[Page text Boundary: Start]

Background information
- Born: 3 December 1992 (age 33) Petanjci, Slovenia
- Genres: Pop;
- Occupations: Singer; songwriter;
- Instrument: Vocals;
- Years active: 2010–present
- Label: Raay Music

= Nika Zorjan =

Slovenian singer and songwriter (born 1992)

Nika Zorjan (born 3 December 1992) is a Slovenian singer and songwriter. Zorjan began her music career in 2010 as a contestant on the first season of Slovenija ima talent, the Slovenian version of Got Talent, later signing with Raay Music, the record label of Slovene duo Maraaya. She made her debut in 2012 with the single "Čas za nas", which was written by Maraaya. She later released the single "Nasmeh življenja" in 2013, which went on to become one of the most-played singles on Slovenian radio of the year in 2013 and 2014.

Zorjan has attempted to represent Slovenia in the Eurovision Song Contest on three occasions; in 2012, 2017, and 2018. She also performed as a backing vocalist for the Slovenian act in 2014 and 2015.

==Early life==
Nika Zorjan was born on 3 December 1992 in Petanjci, a small village near the city of Murska Sobota. She grew up in a musical family, with her grandfather Leopold playing the accordion, and her father Janez playing guitar in the Slovenian band Nova Legija.

==Career==
Zorjan began her career in 2010, after becoming a contestant on the first season of Slovenija ima talent, the Slovenian version of Got Talent, but did not place as a semifinalist. In 2012, she began taking part in Misija Evrovizija, where she placed third behind Eva Boto and Nika & Eva Prusnik. After competing, she was signed by Raay to his record label Raay Music. She released her debut single "Čas za nas" that year, which went on to become a success in Slovenia, being nominated for the 2012 Eurodanceweb Award for Slovenia. Her follow-up single "Problemom sredinc" was released later that same year.

[Page text Boundary: End]
[Material provided Boundary: Start]

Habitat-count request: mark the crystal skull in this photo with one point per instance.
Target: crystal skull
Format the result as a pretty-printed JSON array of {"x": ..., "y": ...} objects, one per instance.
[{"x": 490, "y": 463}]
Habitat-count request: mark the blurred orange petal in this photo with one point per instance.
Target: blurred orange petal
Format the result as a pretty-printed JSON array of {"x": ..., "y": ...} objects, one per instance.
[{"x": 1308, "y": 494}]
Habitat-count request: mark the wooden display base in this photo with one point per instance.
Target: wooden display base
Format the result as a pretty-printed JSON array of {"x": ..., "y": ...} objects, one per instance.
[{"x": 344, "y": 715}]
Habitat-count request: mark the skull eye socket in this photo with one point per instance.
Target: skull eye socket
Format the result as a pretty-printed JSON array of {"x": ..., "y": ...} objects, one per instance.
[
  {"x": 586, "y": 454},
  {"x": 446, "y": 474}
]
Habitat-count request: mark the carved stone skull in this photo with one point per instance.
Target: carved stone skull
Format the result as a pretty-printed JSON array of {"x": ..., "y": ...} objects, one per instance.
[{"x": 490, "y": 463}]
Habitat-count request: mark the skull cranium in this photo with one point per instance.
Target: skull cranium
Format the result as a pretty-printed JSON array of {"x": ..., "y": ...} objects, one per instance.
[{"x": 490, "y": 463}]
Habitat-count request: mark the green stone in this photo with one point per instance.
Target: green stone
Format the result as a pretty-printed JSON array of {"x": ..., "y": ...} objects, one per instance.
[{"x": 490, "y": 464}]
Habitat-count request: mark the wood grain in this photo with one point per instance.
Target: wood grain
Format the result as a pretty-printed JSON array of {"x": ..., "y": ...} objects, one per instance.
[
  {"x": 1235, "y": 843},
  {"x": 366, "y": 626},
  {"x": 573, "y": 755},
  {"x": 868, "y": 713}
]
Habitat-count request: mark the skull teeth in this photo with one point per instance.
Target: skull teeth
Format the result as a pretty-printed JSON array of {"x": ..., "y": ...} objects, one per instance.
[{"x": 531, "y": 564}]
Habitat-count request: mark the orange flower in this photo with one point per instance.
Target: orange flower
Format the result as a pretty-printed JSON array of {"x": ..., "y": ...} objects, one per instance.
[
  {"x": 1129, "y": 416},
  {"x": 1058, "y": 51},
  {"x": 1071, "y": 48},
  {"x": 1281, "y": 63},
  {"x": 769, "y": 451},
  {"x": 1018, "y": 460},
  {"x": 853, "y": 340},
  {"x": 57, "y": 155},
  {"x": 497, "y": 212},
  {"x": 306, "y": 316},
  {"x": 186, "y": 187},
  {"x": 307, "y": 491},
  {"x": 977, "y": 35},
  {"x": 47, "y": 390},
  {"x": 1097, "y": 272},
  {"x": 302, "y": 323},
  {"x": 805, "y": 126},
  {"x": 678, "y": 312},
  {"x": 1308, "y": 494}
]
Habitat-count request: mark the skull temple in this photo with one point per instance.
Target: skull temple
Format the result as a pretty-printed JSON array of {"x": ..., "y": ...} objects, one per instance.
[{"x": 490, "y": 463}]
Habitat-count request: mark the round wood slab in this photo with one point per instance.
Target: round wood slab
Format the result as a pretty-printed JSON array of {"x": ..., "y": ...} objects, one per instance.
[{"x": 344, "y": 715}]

[Material provided Boundary: End]

- [Problem set]
**A)** Using the text on Nika Zorjan, answer:
(i) What record label did she sign with?
(ii) In which band did her father Janez play guitar?
(iii) What place did she take in Misija Evrovizija in 2012?
**B)** Rewrite the stretch of the Nika Zorjan text from "Zorjan has attempted" through "2014 and 2015.", changing "backing vocalist" to "support singer".
**C)** Write the next part of the article on Nika Zorjan, continuing from its last sentence.

- [Numbered responses]
**A)**
(i) Raay Music
(ii) Nova Legija
(iii) Third

**B)**
Zorjan has attempted to represent Slovenia in the Eurovision Song Contest on three occasions; in 2012, 2017, and 2018. She also performed as a support singer for the Slovenian act in 2014 and 2015.

**C)**
In 2014, Zorjan was a backing singer at the Eurovision Song Contest 2014, performing with Tinkara Kovač. She later competed at EMA 2017, attempting to represent Slovenia in the Eurovision Song Contest 2017 with the song "Fse". She placed fifth overall. Zorjan also competed in EMA 2018 with the song "Uspavanka", but did not qualify to the final.

Zorjan often sings also in Prekmurje Slovene.

==Discography==
===Singles===

Title: Year; Peak chart positions; Album
SLO
"Čas za nas": 2012; —; Non-album singles
"Problemom sredinc": —
"Nasmeh življenja": 2013; 4
"Po dežju": 2014; 12
"Fse": 2017; 5
"Ni predaje, ni umika" (with BQL): 6
"Uspavanka": 2018; 17
"Luna" (Nika Zorjan ft. Jonatan Haller): 2
"Za vedno (Za skaus)": -; Non-album singles
"Ola ola" (Nika Zorjan & Isaac Palma): 2019; 5
"Vruće" (BQL & Nika Zorjan ft. Isaac Palma): —
"Na plažo": 22
"Blamaža" (Nika Zorjan & 8rasta9 ft. Svanky): —
"Apokalipsa" (Nika Zorjan x 8rasta9): —
"Svima po mojito" / "Mojito": 2020; —
"Poljubi me na božič": —
"Zate dovolj": 2021
"Ljubi ne ljubi"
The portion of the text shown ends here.